*** Opening of Given passage ***

Forty-three years in solitary confinement, a conviction overturned three times, and a retrial barred, yet the last remaining member of the Angola 3 remains imprisoned.

U.S. District Judge James J. Brady ordered Albert Woodfox’s immediate release on June 9th, but Woodfox’s much anticipated release was blocked by Louisiana Attorney General Buddy Caldwell who appealed the ruling requesting an immediate emergency injunction.

The Fifth Circuit Court of Appeals ordered on June 12th that Woodfox is to remain imprisoned while the state works its way through the appellate system in an attempt to retry Woodfox for the 1972 murder of a prison guard.  Oral arguments for and against Judge Brady’s order are scheduled for the week of August 31st.

Judge Brady has twice reversed Woodfox’s convictions, including in 2013 for racial discrimination during grand jury selection in his 1998 retrial.  The state appealed and Woodfox was re-indicted.  George Kendall and Carine Williams, Woodfox’s attorneys, stressed the unfairness of a third trial, citing, for example, the deaths of witnesses: “The fact that two previous convictions have been reversed demonstrates the weakness of the state’s case, even when the witnesses were living.”

Woodfox has always maintained his innocence.  It is believed by advocates that the Angola 3 were targeted because they organized prisoners to stand against inhumane treatment.  Woodfox, Herman Wallace, and Robert King, “were silenced for exposing racial segregation, systematic corruption and horrific abuse in the biggest prison in the U.S. at that time, an 18,000-acre, former slave plantation called “Angola,” according to Workers World.

*** Close of Given passage ***
*** Opening of The data ***

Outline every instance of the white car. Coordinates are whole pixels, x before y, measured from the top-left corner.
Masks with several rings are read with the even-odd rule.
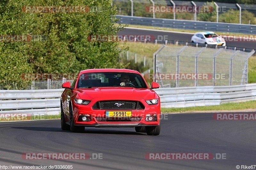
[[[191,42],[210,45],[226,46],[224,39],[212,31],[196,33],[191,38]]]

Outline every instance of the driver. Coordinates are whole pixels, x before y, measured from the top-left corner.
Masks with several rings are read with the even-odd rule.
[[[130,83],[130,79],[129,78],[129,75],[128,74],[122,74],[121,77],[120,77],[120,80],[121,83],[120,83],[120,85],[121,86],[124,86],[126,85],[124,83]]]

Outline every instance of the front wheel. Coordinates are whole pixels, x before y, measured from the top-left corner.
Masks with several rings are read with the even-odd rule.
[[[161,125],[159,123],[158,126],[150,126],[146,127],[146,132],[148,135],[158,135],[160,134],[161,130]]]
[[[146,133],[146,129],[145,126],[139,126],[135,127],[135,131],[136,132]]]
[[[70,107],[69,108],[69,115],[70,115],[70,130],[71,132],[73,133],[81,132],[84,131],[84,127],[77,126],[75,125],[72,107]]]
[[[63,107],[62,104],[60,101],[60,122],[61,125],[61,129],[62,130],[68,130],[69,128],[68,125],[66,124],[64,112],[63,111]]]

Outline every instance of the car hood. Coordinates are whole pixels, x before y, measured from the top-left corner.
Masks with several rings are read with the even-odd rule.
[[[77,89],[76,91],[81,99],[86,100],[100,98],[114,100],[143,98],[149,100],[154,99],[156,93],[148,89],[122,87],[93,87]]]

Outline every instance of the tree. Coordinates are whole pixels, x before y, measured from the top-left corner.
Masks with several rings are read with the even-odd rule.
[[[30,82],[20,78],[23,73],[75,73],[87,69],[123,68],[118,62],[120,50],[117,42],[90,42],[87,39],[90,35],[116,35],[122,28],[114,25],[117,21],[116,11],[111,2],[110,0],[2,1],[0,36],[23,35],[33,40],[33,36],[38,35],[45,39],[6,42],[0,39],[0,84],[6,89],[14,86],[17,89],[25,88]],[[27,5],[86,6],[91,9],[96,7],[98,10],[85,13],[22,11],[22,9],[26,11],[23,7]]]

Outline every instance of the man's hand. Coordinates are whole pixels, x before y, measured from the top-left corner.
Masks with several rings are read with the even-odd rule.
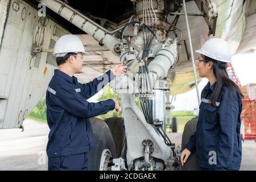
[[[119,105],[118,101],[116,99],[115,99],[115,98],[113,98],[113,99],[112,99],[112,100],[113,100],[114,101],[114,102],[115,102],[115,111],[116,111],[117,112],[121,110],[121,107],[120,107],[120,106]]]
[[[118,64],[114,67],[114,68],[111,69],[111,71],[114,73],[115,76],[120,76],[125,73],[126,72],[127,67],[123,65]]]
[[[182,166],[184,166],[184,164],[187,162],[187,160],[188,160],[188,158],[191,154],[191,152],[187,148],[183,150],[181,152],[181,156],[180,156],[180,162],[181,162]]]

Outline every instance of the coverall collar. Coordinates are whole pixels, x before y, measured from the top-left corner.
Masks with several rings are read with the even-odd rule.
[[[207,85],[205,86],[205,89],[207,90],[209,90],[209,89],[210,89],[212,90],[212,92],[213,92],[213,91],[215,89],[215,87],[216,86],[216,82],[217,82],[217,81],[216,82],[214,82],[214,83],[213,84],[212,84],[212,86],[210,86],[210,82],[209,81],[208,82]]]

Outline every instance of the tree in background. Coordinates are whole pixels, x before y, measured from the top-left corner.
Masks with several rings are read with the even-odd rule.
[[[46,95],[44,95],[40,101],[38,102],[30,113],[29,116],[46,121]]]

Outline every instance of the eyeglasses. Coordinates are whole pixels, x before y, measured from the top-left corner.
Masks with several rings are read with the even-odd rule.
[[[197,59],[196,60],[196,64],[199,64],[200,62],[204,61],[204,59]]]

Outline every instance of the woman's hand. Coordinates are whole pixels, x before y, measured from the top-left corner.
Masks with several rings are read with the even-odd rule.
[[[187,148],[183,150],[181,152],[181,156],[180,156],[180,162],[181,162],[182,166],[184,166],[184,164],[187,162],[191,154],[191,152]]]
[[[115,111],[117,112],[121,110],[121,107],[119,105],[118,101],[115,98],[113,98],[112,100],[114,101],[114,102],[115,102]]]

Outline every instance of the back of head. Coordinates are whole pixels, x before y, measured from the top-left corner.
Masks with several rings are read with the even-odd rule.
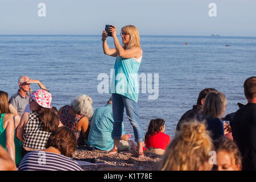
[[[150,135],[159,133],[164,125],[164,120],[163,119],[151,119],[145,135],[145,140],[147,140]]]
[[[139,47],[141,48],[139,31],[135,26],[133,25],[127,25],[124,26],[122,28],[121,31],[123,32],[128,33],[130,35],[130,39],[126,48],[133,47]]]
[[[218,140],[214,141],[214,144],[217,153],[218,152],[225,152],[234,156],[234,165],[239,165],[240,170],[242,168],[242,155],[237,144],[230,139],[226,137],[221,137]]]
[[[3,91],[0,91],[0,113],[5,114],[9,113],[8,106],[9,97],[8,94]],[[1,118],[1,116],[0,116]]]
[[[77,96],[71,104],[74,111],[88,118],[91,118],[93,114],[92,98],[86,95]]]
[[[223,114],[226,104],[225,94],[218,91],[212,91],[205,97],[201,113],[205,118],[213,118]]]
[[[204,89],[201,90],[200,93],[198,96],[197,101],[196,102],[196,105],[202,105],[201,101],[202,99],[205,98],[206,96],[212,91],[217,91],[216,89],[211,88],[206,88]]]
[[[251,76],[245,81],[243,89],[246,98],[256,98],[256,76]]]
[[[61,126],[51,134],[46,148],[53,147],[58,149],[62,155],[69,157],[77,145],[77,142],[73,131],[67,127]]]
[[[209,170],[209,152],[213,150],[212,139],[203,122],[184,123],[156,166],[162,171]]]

*** Close of The data ***
*** Opening of The data ***

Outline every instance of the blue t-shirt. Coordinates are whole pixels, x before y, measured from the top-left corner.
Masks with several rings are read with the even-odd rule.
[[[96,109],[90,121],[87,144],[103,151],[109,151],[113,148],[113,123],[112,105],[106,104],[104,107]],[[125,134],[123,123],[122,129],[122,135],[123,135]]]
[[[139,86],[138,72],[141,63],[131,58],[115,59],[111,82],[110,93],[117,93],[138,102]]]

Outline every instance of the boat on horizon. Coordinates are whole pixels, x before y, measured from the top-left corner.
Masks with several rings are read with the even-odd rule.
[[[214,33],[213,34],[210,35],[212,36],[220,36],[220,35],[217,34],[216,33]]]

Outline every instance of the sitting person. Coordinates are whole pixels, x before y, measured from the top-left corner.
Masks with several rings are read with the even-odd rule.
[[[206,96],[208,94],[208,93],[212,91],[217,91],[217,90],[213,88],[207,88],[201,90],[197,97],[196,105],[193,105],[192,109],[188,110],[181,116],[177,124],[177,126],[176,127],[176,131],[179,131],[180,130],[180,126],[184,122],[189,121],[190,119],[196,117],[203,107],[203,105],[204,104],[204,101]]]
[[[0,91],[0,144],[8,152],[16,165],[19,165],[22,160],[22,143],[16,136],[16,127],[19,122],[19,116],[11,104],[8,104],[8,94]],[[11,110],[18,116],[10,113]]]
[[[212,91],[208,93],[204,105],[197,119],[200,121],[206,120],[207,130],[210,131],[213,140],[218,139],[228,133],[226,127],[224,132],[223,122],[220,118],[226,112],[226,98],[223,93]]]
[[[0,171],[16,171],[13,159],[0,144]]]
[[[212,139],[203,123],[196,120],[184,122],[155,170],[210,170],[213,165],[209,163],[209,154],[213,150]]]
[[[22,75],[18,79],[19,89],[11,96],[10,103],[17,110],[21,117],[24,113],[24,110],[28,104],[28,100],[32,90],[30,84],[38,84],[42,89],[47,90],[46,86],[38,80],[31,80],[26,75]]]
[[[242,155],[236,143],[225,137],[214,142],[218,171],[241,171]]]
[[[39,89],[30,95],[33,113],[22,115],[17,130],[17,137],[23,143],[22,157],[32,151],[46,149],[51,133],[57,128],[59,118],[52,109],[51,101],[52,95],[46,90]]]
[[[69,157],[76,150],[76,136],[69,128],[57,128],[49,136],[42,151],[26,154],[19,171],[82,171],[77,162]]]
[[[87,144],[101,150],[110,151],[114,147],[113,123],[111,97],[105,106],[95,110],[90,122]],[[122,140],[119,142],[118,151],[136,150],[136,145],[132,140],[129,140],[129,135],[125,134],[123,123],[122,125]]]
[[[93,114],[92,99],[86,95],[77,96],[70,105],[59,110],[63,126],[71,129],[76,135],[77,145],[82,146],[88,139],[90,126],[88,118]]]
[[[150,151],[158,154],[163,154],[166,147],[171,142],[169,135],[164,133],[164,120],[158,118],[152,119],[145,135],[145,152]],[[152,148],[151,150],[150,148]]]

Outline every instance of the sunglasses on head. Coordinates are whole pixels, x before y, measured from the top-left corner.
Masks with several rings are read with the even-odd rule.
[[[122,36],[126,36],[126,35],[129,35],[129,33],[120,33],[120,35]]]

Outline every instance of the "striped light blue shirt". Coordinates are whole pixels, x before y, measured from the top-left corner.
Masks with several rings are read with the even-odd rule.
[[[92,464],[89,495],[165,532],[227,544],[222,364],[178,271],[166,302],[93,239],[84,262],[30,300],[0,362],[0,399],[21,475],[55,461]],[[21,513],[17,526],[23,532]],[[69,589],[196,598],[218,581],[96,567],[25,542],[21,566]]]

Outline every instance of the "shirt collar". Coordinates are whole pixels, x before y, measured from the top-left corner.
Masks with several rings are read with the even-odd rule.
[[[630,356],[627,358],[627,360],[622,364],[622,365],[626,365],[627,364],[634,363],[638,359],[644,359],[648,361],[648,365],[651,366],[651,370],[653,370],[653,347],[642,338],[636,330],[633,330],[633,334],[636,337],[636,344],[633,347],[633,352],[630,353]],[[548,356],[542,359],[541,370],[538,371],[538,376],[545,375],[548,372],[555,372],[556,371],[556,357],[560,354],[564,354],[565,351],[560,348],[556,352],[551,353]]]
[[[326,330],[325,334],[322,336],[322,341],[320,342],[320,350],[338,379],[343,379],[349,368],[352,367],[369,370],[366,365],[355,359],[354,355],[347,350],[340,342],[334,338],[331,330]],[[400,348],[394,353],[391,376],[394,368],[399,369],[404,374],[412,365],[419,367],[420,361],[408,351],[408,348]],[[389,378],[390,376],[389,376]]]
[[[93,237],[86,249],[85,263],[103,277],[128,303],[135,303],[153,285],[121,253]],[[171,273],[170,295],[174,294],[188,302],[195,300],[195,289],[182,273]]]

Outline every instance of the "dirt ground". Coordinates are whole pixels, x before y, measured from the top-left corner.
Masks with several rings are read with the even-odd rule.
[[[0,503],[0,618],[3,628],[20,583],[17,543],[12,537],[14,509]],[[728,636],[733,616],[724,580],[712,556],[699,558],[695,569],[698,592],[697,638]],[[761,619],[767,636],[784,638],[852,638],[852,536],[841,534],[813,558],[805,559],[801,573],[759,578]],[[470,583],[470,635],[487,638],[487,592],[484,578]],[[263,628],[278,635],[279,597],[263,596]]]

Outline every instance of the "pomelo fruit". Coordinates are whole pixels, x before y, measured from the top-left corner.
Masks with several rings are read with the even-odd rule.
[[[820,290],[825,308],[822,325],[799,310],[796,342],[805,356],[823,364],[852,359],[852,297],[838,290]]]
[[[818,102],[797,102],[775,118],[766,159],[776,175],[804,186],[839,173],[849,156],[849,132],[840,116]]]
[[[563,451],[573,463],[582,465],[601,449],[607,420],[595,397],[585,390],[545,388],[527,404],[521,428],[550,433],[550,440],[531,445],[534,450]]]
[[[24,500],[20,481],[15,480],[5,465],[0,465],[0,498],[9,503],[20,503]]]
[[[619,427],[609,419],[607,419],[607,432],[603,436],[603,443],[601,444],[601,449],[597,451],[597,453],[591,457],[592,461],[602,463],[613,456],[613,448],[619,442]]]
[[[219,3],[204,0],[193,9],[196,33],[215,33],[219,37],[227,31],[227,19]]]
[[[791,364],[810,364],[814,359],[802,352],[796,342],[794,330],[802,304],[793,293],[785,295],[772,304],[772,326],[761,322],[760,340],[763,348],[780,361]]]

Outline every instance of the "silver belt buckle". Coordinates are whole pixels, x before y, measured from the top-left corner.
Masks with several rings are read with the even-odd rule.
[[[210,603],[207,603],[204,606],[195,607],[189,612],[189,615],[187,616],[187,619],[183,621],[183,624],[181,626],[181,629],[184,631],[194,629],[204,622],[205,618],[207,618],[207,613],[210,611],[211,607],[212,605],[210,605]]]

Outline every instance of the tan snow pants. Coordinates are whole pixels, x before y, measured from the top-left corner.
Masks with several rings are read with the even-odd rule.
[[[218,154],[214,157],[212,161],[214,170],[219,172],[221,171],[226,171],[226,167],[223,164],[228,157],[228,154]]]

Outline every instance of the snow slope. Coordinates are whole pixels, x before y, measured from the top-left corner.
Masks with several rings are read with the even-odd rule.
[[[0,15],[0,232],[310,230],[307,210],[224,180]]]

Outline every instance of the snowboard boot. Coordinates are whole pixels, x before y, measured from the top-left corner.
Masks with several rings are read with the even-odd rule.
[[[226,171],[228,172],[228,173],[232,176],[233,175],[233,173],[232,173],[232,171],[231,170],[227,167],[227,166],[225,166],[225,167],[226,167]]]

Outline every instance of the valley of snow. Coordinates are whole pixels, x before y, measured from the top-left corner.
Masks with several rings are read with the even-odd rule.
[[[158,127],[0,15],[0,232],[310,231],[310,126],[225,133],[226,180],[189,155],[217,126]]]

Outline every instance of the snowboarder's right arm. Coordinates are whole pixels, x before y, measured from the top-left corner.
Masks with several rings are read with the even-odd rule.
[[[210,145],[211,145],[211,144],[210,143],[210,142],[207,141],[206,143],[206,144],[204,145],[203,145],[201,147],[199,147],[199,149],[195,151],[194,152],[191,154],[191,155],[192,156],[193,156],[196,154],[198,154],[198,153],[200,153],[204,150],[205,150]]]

*** Close of The data ***

Work instructions ->
Reproduce the entire passage about Albert Woodfox's continued imprisonment word for word.

Answer section ->
Forty-three years in solitary confinement, a conviction overturned three times, and a retrial barred, yet the last remaining member of the Angola 3 remains imprisoned.

U.S. District Judge James J. Brady ordered Albert Woodfox’s immediate release on June 9th, but Woodfox’s much anticipated release was blocked by Louisiana Attorney General Buddy Caldwell who appealed the ruling requesting an immediate emergency injunction.

The Fifth Circuit Court of Appeals ordered on June 12th that Woodfox is to remain imprisoned while the state works its way through the appellate system in an attempt to retry Woodfox for the 1972 murder of a prison guard.  Oral arguments for and against Judge Brady’s order are scheduled for the week of August 31st.

Judge Brady has twice reversed Woodfox’s convictions, including in 2013 for racial discrimination during grand jury selection in his 1998 retrial.  The state appealed and Woodfox was re-indicted.  George Kendall and Carine Williams, Woodfox’s attorneys, stressed the unfairness of a third trial, citing, for example, the deaths of witnesses: “The fact that two previous convictions have been reversed demonstrates the weakness of the state’s case, even when the witnesses were living.”

Woodfox has always maintained his innocence.  It is believed by advocates that the Angola 3 were targeted because they organized prisoners to stand against inhumane treatment.  Woodfox, Herman Wallace, and Robert King, “were silenced for exposing racial segregation, systematic corruption and horrific abuse in the biggest prison in the U.S. at that time, an 18,000-acre, former slave plantation called “Angola,” according to Workers World.